REQUESTS →
a: Translate this sentence from the Kingston Bypass piece into Spanish: "A public meeting will be held on 13 September 2009 at the Kingston Beach Hall to determine what interest there might be in such a group."
b: The Kingston Bypass piece calls certain implications profound. List each of them.
c: Write the next part of the Kingston Bypass piece, picking up after its final sentence.

GREG CLAUSEN

There has never been a climate impact assessment for the $40m+ Kingston Bypass project, yet the Kingborough Council Planning Committee must determine the Planning Application for the project on Monday 14 September 2009.

The implications for even greater marginalisation of sustainable transport options, greater commuter distress and climate impact are profound. With that background, alternative transport proponents will form a Sustainable Transport Advocacy Coalition in Tasmania (STACTAS) to advance better transport alternatives. A public meeting will be held on 13 September 2009 at the Kingston Beach Hall to determine what interest there might be in such a group.


Where was the climate impact assessment?

There has never been a climate impact assessment for the $40m+ Kingston Bypass project, yet the Kingborough Council Planning Committee must determine the Planning Application for the project on Monday 14 September 2009.

The implications for even greater marginalisation of sustainable transport options, greater commuter distress and climate impact are profound. With that background, alternative transport proponents will form a Sustainable Transport Advocacy Coalition in Tasmania (STACTAS) to advance better transport alternatives. A public meeting will be held on 13 September 2009 at the Kingston Beach Hall to determine what interest there might be in such a group.

[Collected data]
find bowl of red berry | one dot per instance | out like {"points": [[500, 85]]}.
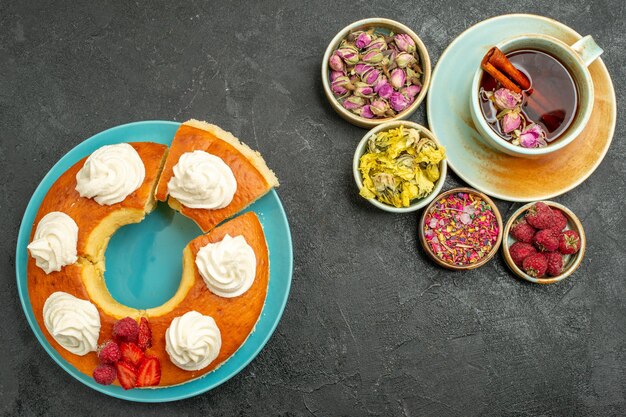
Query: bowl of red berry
{"points": [[544, 242]]}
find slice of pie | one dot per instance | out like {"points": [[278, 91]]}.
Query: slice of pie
{"points": [[211, 188]]}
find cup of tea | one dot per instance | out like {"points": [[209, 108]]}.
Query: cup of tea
{"points": [[546, 111]]}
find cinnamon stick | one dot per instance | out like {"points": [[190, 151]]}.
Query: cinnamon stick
{"points": [[496, 64], [497, 58], [501, 78]]}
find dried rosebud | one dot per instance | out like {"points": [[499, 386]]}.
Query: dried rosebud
{"points": [[398, 78], [361, 69], [533, 137], [336, 74], [404, 59], [412, 76], [364, 111], [506, 99], [353, 102], [363, 90], [399, 101], [349, 54], [405, 42], [377, 43], [511, 121], [379, 107], [335, 62], [412, 90], [373, 56], [384, 91], [341, 85], [371, 76], [363, 40]]}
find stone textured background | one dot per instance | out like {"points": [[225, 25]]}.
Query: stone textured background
{"points": [[372, 327]]}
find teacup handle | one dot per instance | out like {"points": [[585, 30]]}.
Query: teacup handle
{"points": [[587, 49]]}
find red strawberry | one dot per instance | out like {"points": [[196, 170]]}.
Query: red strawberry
{"points": [[104, 374], [536, 265], [555, 264], [149, 372], [540, 216], [109, 353], [126, 375], [520, 251], [547, 240], [522, 231], [560, 221], [145, 334], [125, 330], [569, 242], [131, 353]]}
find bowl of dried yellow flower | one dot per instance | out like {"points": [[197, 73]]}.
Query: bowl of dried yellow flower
{"points": [[399, 166]]}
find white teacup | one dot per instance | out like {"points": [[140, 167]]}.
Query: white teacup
{"points": [[576, 58]]}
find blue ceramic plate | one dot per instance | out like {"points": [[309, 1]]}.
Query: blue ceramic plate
{"points": [[494, 173], [156, 244]]}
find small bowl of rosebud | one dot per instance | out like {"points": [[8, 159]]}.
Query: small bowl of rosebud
{"points": [[544, 242], [375, 71]]}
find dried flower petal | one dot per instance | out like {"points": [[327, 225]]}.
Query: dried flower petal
{"points": [[372, 56], [533, 137], [349, 54], [339, 86], [353, 102], [363, 90], [412, 90], [385, 91], [336, 74], [405, 42], [404, 59], [399, 101], [363, 40], [398, 78], [511, 121], [335, 62], [364, 111], [379, 107], [506, 99]]}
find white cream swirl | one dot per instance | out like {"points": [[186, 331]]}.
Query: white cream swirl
{"points": [[228, 267], [111, 174], [54, 242], [193, 341], [202, 180], [74, 323]]}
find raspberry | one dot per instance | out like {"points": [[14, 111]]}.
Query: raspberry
{"points": [[520, 251], [540, 216], [522, 231], [126, 330], [560, 221], [547, 240], [555, 264], [104, 374], [569, 242], [536, 265], [109, 353], [145, 334]]}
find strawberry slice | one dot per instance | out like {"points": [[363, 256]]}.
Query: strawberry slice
{"points": [[131, 353], [145, 334], [149, 372], [126, 375]]}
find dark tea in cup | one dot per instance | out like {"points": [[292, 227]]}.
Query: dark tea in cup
{"points": [[538, 112]]}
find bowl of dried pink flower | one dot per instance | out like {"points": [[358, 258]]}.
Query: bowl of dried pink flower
{"points": [[374, 71]]}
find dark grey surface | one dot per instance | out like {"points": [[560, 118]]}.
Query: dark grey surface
{"points": [[372, 327]]}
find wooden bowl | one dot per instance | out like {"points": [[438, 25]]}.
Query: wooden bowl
{"points": [[485, 259], [570, 262], [386, 24], [361, 148]]}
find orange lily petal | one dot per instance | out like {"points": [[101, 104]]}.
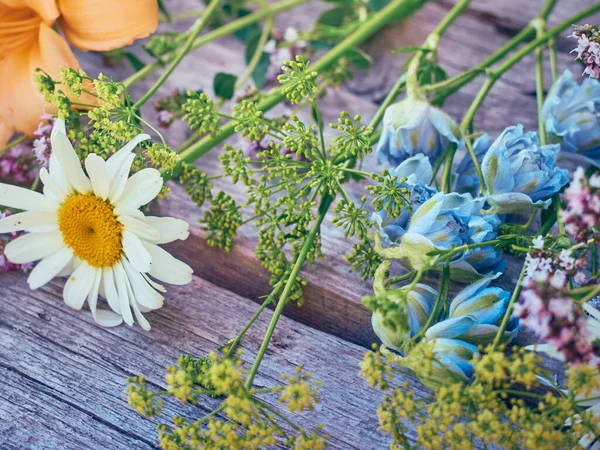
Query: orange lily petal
{"points": [[102, 25], [47, 9], [21, 105], [5, 134]]}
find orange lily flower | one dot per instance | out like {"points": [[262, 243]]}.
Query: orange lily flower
{"points": [[28, 40]]}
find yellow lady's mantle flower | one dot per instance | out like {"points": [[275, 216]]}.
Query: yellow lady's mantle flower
{"points": [[28, 40], [90, 227]]}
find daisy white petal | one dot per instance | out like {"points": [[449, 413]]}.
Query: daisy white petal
{"points": [[119, 181], [69, 161], [96, 169], [141, 229], [49, 267], [170, 229], [141, 188], [33, 247], [168, 268], [110, 290], [120, 158], [94, 292], [154, 284], [51, 187], [144, 294], [121, 284], [101, 316], [59, 175], [20, 198], [136, 253], [79, 285], [29, 221]]}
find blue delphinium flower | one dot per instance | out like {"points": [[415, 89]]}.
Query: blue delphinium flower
{"points": [[418, 305], [466, 175], [413, 126], [520, 174], [418, 172], [473, 319], [571, 114], [485, 228], [474, 315], [442, 222]]}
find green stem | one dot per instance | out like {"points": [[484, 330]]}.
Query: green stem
{"points": [[441, 299], [187, 46], [258, 52], [452, 85], [431, 45], [219, 33], [389, 99], [539, 81], [395, 8], [509, 308], [308, 242], [12, 143], [234, 342]]}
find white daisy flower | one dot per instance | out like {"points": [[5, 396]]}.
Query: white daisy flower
{"points": [[90, 227]]}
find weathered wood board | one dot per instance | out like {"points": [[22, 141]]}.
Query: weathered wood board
{"points": [[64, 377]]}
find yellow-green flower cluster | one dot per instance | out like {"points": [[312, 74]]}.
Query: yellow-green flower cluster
{"points": [[505, 406], [299, 395], [244, 420]]}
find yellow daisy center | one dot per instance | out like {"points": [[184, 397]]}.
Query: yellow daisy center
{"points": [[90, 227]]}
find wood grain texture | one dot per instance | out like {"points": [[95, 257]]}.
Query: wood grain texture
{"points": [[332, 287], [64, 377]]}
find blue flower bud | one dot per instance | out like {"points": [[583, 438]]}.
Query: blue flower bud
{"points": [[475, 315], [418, 173], [571, 114], [466, 174], [442, 222], [413, 126], [519, 173], [419, 306]]}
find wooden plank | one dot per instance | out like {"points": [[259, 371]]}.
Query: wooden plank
{"points": [[333, 293], [64, 376]]}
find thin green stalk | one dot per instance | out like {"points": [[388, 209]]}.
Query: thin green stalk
{"points": [[509, 308], [308, 242], [454, 84], [431, 44], [539, 81], [552, 54], [187, 46], [219, 33], [395, 8], [232, 344], [12, 143], [258, 52], [440, 301], [389, 99]]}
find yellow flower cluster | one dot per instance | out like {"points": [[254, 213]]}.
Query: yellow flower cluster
{"points": [[505, 406], [242, 421], [299, 394]]}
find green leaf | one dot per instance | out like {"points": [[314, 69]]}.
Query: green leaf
{"points": [[246, 33], [376, 5], [224, 85], [260, 72], [136, 62], [163, 9], [359, 59], [409, 50], [334, 17]]}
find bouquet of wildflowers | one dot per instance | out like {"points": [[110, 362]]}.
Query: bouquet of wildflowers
{"points": [[445, 209]]}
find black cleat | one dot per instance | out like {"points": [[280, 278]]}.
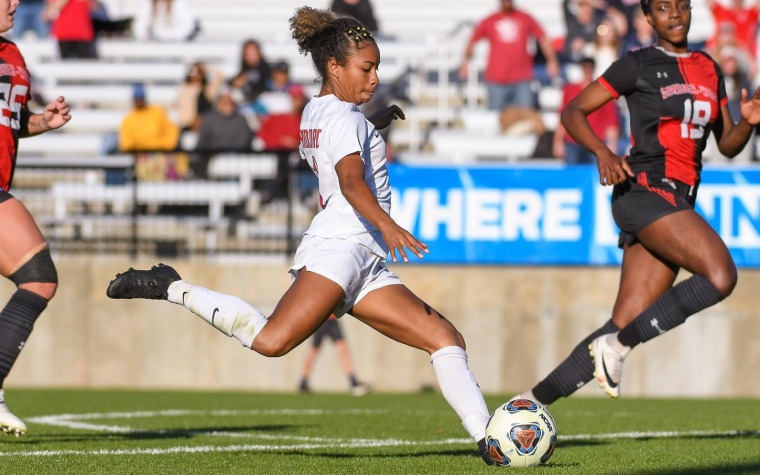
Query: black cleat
{"points": [[484, 452], [143, 284]]}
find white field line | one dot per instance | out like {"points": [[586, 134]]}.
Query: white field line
{"points": [[304, 443]]}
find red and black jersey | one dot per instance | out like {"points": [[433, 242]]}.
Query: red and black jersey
{"points": [[674, 100], [14, 94]]}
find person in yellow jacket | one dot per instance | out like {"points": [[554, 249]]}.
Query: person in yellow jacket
{"points": [[147, 127]]}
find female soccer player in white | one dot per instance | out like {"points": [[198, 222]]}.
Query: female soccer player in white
{"points": [[340, 265]]}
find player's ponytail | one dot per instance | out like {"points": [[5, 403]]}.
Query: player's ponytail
{"points": [[306, 25], [325, 35]]}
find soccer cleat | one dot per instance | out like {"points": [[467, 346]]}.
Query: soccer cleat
{"points": [[529, 395], [608, 364], [143, 284], [361, 389], [485, 452], [9, 423]]}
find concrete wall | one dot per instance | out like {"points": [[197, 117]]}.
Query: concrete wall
{"points": [[518, 322]]}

ANSWERS TO THE TASKS →
a: Se celebrará una reunión pública el 13 de septiembre de 2009 en el Kingston Beach Hall para determinar qué interés podría haber en un grupo así.

b:
- Even greater marginalisation of sustainable transport options
- Greater commuter distress
- Climate impact

c:
A Sustainable Transport Advocacy Coalition would draw together a genuinely multi-modal group with representatives covering bicycles, motorized bicycles, scooters, car pooling and public commuter transport. Sustainable Transport acknowledges that future personal mobility transport will not be a one-mode-suits-all approach which dominates current transport thinking.

The Kingston Bypass is the antithesis of sustainability. It’s only appeal is to a car-centric commuter culture that has become established in Kingborough in the absence of an acceptable commuter transport alternative. With a price tag of $40m, the Kingston Bypass is no more than a giant money sink. Its economic justification is zero and it will not help commuters arrive at Hobart or beyond any sooner than they do now. It will exacerbate delays at the Hobart end of the Southern Outlet and put pressure on the Hobart end for a traffic management solution to Kingborough’s commuter woes. Furthermore, it will defer sustainable transport initiatives in Kingborough for years.

Integrated transport advocate Doug Duthoit has challenged Kingborough Council for years to come up with a strategy. He says; “The most sustainable path is to upgrade the present road system through Kingston, make the public system more people friendly by incorporating comfortable bus depots within all major towns, provide park and ride facilities, keep fares to a minimum and provide more frequent services using modern pollution free buses. All this could be achieved for less than $40m and have us well on the way to solving future transport needs.”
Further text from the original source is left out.